What you are asked to do: Reproduce everything in the listing below, from the line containing "task | put a marker on each instance of the shake" down to the line containing "x=546, y=431". Include both of those lines and leave every line unchanged.

Given data:
-------
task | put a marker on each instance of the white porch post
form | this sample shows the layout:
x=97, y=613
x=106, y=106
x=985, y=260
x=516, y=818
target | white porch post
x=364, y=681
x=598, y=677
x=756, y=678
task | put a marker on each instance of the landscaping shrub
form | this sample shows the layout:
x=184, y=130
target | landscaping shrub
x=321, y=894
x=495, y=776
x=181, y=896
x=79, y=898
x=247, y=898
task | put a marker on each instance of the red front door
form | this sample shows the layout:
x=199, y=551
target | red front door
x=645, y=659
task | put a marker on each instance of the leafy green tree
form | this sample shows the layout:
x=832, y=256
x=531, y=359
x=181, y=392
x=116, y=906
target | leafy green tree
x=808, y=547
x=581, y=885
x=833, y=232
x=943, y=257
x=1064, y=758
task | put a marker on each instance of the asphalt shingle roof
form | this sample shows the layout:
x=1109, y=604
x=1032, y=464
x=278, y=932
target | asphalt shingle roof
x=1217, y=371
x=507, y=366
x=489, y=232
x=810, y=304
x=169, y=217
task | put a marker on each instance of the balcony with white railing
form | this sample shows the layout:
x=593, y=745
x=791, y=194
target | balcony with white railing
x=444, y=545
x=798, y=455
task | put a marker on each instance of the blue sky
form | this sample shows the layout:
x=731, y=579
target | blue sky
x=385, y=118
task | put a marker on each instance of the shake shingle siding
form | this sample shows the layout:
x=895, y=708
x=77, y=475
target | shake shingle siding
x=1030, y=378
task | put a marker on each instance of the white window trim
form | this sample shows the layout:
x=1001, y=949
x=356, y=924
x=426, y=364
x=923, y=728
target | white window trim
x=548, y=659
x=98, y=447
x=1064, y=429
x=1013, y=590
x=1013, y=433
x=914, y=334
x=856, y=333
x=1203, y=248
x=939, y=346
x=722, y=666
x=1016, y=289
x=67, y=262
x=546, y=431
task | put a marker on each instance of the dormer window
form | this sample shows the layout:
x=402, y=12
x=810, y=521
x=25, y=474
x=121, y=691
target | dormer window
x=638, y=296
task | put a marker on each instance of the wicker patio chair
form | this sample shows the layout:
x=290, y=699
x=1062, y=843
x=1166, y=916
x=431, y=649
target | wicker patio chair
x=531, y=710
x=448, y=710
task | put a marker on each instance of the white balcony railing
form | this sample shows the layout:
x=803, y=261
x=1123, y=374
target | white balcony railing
-------
The answer:
task | put a marker on each instance of the shake shingle siding
form | this sample shows the layout:
x=895, y=708
x=77, y=475
target | shake shingle siding
x=1030, y=378
task | put a marker on each instance of the white window trim
form | this sample shows the layout:
x=1001, y=949
x=356, y=924
x=426, y=364
x=923, y=728
target | white window trim
x=548, y=659
x=98, y=447
x=1064, y=429
x=1013, y=590
x=1013, y=433
x=914, y=334
x=856, y=333
x=1203, y=248
x=939, y=346
x=722, y=666
x=1016, y=289
x=67, y=262
x=546, y=431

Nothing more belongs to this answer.